## TAREFA 1:
Diga se cada afirmação a seguir está de acordo com o texto sobre direito e design thinking, respondendo sim ou não e citando literalmente o trecho que decide.
(a) O termo design thinking foi utilizado com destaque, primeiramente, em um livro de Herbert A. Simon.
(b) Tim Brown é apresentado como fundador da Ideo.
(c) A aversão a risco é descrita apenas como algo prejudicial, sem nenhum efeito positivo.
## TAREFA 2:
Retome o texto sobre direito e design thinking a partir do ponto em que ele termina.

## SEÇÃO DE TEXTO:
::::::

No entanto, estes costumes e princípios tão caros ao direito geram, como consequência natural, um distanciamento com as importantes atualizações e desbravamento de novos caminhos para a sociedade (e para o próprio direito), especialmente dentro de um mundo conectado como vivemos hoje.

Norberto Bobbio, um dos mais reconhecidos filósofos-políticos e juristas do século XX,destaca que “os costumes, largamente utilizados nos países que adotam um direito costumeiro, não são capazes de direcionar os caminhos a serem percorridos por uma sociedade, mas tão somente de mantê-los”[2].

Inovação é considerada algo arriscado e a palavra risco parece não fazer parte do dicionário dos mais de 900[3] mil alunos que se formam nas faculdades de direito todos os anos no Brasil. Esta aversão a risco, ao mesmo tempo que traz segurança e estabilidade, limita a reinvenção do direito e a forma como os advogados exercem suas atividades e entregam valor a seus clientes dentro de um contexto da chamada 4ª Revolução Industrial.

Todos os dias novos modelos de negócios, novas formas de atuar e novas necessidades de se adequar à realidade surgem à nossa volta, desde financiamento de projetos exclusivamente digitais que desafiam as regras estabelecidas (como é o caso dos ICOs) até organizações corporativas de pessoas em squads e tribes (como é o caso de empresas como Spotify). Nesta onda inovadora, vemos a aplicação, cada vez mais difundida, da metodologia de design thinking como um novo modelo de resolução de problemas.

O termo design thinking foi primeiramente utilizado com destaque no livro The Science of the Artificial de Herbert A. Simon, trazendo a noção de design como um “formato de pensamento”. Posteriormente, Tim Brown, CEO da Ideo e um dos maiores evangelistas do tema, passou a difundir o uso do conceito para outras áreas. David Kelley fundador da Ideo e Roger Martin, diretor da Escola de Gestão da Universidade de Toronto são, também, outros nomes de destaque que ajudaram a divulgar o conhecimento e aplicação da metodologia em vários setores de negócio.

Em essência, entende-se como design thinking um método de pensamento mental, voltado ao ser humano e que visa a solução de problemas pelo processo de empatia. Thomas Lockwood, presidente do Design Management Institute define design thinking como “um processo humano focado em inovação, centrada no ser humano e que enfatiza a observação, colaboração, aprendizado rápido, visualização de ideias, protótipos de conceito rápido e análise de negócios simultâneos, o que acaba influenciando a inovação e a estratégia de negócios” [4]. Tim Brown, de maneira similar, conceitua como “uma metodologia que permeia todo o espectro de atividades de inovação com um espírito de design voltado para o ser humano”[5]. Em resumo, é a forma de aplicar princípios de design em outras áreas de negócios através de pilares como simplicidade, experiência do usuário, foco no ser humano e inovação.

::::::

## SEÇÃO DE DADOS:
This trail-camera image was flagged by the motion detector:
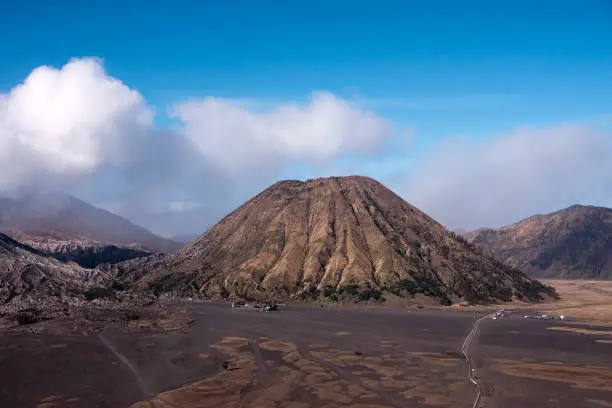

::::::

## RESULTADO 1:
(a) Sim: "O termo design thinking foi primeiramente utilizado com destaque no livro The Science of the Artificial de Herbert A. Simon".
(b) Não: "Tim Brown, CEO da Ideo" e "David Kelley fundador da Ideo".
(c) Não: "Esta aversão a risco, ao mesmo tempo que traz segurança e estabilidade, limita a reinvenção do direito".

## RESULTADO 2:
A despeito de ter se tornado um pouco hype em vários negócios, o design thinking é utilizado em muitas indústrias e grandes companhias já alcançaram resultados extraordinários. A gigante financeira Fidelity criou o Fidelity Labs, um laboratório de experimentos financeiros que usa a metodologia para escanear oportunidades, testar e prototipar produtos inovadores e, por fim, escalar os mesmos em sua base de clientes. Hoje a Fidelity Labs está presente em 8 escritórios globais, conta com 150 pessoas atuando exclusivamente em seus experimentos e possui mais de 200 patentes de novos produtos financeiros[7].

No direito, no entanto, o conceito de design thinking ainda é muito pouco difundido, mas os efeitos práticos seguem mesma linha de melhorias aos de setores já testados.

Denominado de Legal Design por alguns designers, o design thinking aplicado ao direito se dá pela aplicação dos mesmos princípios basilares do design thinking tradicional aos problemas enfrentados no universo jurídico. Margaret Hagan, diretora do Legal Design Lab da Stanford Law School e professora do Stanford Institute of Design, destaca que legal design “é a forma como avaliamos e desenhamos negócios jurídicos de maneira simples, funcional, atrativa e com boa usabilidade”[8].

Advogados e operadores do direito, em sua maioria, não experimentam novas estratégias ou teses, não buscam soluções inovadoras e tampouco testam e prototipam novas ideias. Tendem a ser perfecionistas e terminar todo o trabalho antes da entregaao cliente. Este processo, como já dito acima, elimina qualquer tipo de inovação, criatividade ou testes antes da entrega final. A adoção do legal design ajuda a compreender novas formas de trabalho, maior iteração com os clientes, design de documentos mais acessíveis, atendimento mais humanizado e busca de soluções inovadoras.

Focado na experiência do usuário/cliente, o processo do design thinking é composto por 6 etapas: descobrir; definir; idealiza; prototipar; testar; e implementar. Todas estas etapas devem ser sempre trabalhadas através da empatia, ou seja, se colocando sempre no lugar do cliente para buscar respostas aos desafios propostos.

Realizando este ciclo constantemente, medindo os resultados e implementando melhorias constantes, os advogados conseguirão incorporar mais valor a seus serviços. Ao invés de trabalhar em um caso durante muito tempo e, somente ao final, apresentar o resultado pronto, o advogado poderia trabalhar “em conjunto” com o cliente, entender melhor suas dores e testar alternativas rápidas, antes da entrega final. Certamente o resultado será melhor e mais eficiente para a dor do cliente.

A organização americana Tenessee Alliance for Legal Services que desenvolveu um checklist online[9] de perguntas para identificar se pessoas comuns tem ou teriam risco de ter algum tipo de problema legal e, caso tivessem, quais as ferramentas disponíveis para ajudá-las. A iniciativa, pensada a partir do design thinking, foi desenvolvida em entrevistas com usuários, a experiência é simples, a usabilidade intuitiva, direta e colocando a dor do usuário no centro do problema.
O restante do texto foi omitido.